** Opening Supplied records block **

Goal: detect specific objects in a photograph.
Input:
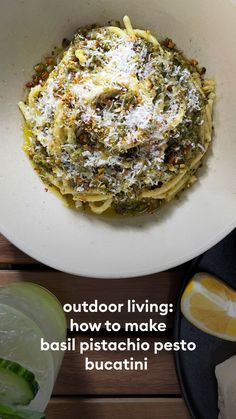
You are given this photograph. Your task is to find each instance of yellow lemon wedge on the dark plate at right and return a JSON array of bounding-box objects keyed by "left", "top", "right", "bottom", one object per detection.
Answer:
[{"left": 181, "top": 272, "right": 236, "bottom": 341}]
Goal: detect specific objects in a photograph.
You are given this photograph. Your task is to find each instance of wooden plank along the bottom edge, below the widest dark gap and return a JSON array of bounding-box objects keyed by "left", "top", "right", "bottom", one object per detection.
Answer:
[{"left": 46, "top": 398, "right": 190, "bottom": 419}]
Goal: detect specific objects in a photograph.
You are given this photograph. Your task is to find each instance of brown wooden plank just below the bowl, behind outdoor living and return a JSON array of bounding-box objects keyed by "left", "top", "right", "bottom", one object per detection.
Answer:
[{"left": 0, "top": 270, "right": 184, "bottom": 328}]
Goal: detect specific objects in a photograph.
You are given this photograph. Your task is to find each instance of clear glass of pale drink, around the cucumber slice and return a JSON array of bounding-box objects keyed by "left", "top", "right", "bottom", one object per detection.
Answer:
[{"left": 0, "top": 282, "right": 67, "bottom": 412}]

** Closing Supplied records block **

• **Work order**
Retype the listing above exactly, please. Pictures do not belong in the copy.

• **Task response**
Goal: detect specific objects in a photograph.
Input:
You are given this photograph. Your task is to find each instance of yellow lemon wedge on the dark plate at right and return a JSON array of bounding-box objects keyed by "left", "top", "right", "bottom", one object per detection.
Answer:
[{"left": 181, "top": 272, "right": 236, "bottom": 341}]
Goal: detect specific objects in a photograph.
You are given this photograph. Your task is to find each instance of wooden plank along the bottom edge, below the widest dark gap and return a JSON array of bounding-box objects keyed by "left", "top", "right", "bottom", one object per detection.
Answer:
[{"left": 46, "top": 398, "right": 190, "bottom": 419}]
Goal: detect specific objects in a photograph.
You are given this photograph. Your task is to find each instance of brown wooden plank just below the bowl, behind outdoor living and return a JSON array of bounding-box objects keyed by "left", "top", "right", "bottom", one object per detection.
Answer:
[{"left": 0, "top": 270, "right": 184, "bottom": 328}]
Goal: detect specific objects in a photograph.
You are given this photograph. Your task is to find each instance of clear glass of pale drink, around the cucumber slice and return a JSON array of bounding-box objects keyed by "left", "top", "right", "bottom", one object per detection.
Answer:
[{"left": 0, "top": 282, "right": 67, "bottom": 412}]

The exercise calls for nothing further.